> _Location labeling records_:
++++++++

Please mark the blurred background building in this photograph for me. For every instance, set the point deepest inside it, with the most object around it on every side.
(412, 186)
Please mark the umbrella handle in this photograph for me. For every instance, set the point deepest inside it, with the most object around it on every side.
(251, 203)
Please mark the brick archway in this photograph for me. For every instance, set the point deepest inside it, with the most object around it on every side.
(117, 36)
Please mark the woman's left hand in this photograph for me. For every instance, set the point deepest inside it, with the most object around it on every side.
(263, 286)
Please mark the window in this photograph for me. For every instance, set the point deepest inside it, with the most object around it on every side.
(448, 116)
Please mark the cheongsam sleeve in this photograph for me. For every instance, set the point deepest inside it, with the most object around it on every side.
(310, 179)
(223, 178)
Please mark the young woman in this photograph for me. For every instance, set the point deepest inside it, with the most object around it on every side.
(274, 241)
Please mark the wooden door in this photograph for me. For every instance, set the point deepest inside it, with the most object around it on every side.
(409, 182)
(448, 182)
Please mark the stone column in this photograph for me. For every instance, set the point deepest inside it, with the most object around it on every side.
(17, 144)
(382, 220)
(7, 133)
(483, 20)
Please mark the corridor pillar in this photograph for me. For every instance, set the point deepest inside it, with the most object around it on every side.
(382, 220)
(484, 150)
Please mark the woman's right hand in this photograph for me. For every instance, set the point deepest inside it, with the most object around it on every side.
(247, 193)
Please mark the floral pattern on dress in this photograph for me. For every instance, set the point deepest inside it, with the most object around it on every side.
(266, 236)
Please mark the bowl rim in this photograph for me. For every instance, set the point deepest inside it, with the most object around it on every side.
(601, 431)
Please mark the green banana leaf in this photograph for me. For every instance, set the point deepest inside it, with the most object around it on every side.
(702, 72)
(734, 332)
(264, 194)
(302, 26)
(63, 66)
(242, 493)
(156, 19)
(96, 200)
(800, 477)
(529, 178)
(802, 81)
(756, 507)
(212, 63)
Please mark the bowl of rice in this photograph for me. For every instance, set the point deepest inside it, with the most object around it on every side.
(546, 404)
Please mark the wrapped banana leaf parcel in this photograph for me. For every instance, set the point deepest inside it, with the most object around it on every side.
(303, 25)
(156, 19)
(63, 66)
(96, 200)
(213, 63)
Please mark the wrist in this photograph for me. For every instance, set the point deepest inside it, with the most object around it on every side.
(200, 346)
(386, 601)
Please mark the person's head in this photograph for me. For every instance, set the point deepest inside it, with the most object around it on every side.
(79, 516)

++++++++

> _Work instructions_: Please reproduce all of the material above word for word, without changing anything.

> _Answer to the task_:
Please mark the blurred background building in this photograph for me. For every instance, set the point deepest inside it, with the most object around it on every side.
(412, 186)
Please mark the umbrella handle in this photograph for me. For every instance, set the point deepest inside it, with the most object around it on every side.
(251, 203)
Please mark the brick archway in this photograph for me. For every instance, set the point deepest inside it, with the most object around it on every side.
(117, 36)
Please mark the woman's left hand in this photograph for me. For every instance, set the point deepest inside it, with the most object around it on every side.
(263, 286)
Please mark the window in this photograph for me. For every instance, set the point deepest inside it, with the most object around it on every side.
(448, 116)
Please mark the cheongsam sleeve in this photograph for me. For every instance, set the point deepest inside it, with the most object around it on every side.
(310, 179)
(223, 178)
Please mark the young woman in this photograph for me. For every instance, set the point deepest inside it, with the most object around it on every side.
(274, 241)
Please mark the wooden door in this photograph for me. For every instance, set the point deepest inside it, with the most object around it on every side.
(409, 182)
(448, 182)
Please mark the stone column in this photograph for me. For every instance, set the point deepest inside it, with the most object around it on every side.
(17, 144)
(382, 220)
(7, 133)
(483, 20)
Please mark the corridor pillar in this photograph for me. For every instance, set the point deepest inside it, with the most object around it on every side.
(382, 220)
(484, 150)
Please mark the woman's right hand in this photograph for me. For every instance, set the point deepest inside it, with the most object around it on every side.
(247, 193)
Please mark the floral pattern on dress in this photograph for me. For every instance, set the point deepest inside it, with the most object around it on every side.
(266, 236)
Please mark the bowl rim in this photograph for me. For every instance, set the point deepest inside it, with the most object around it on every side.
(601, 431)
Please mark the green banana leaf in this photograph for me. For every instance, set the point deepest inside it, with the most object around it on every side.
(702, 72)
(734, 332)
(264, 194)
(302, 26)
(63, 66)
(242, 493)
(156, 19)
(96, 200)
(800, 477)
(529, 178)
(802, 81)
(756, 507)
(212, 63)
Please mark the bowl of rice in this photograph for me. For every instance, set the point deepest inside it, with the most object around it on every side.
(546, 404)
Please mark the wrapped banana leaf parcel in this photograph for me. For every instance, set the point deepest inside it, with the most object around it on every side.
(303, 25)
(156, 19)
(63, 66)
(96, 200)
(213, 63)
Please mark the wrist in this photograph for me. For every instance, set the point deepest inside it, with the most object around it on every side.
(200, 346)
(386, 601)
Please mark the person's head in this photograph for me. For every instance, set the point deepest inside it, with the most object around it on every side.
(79, 516)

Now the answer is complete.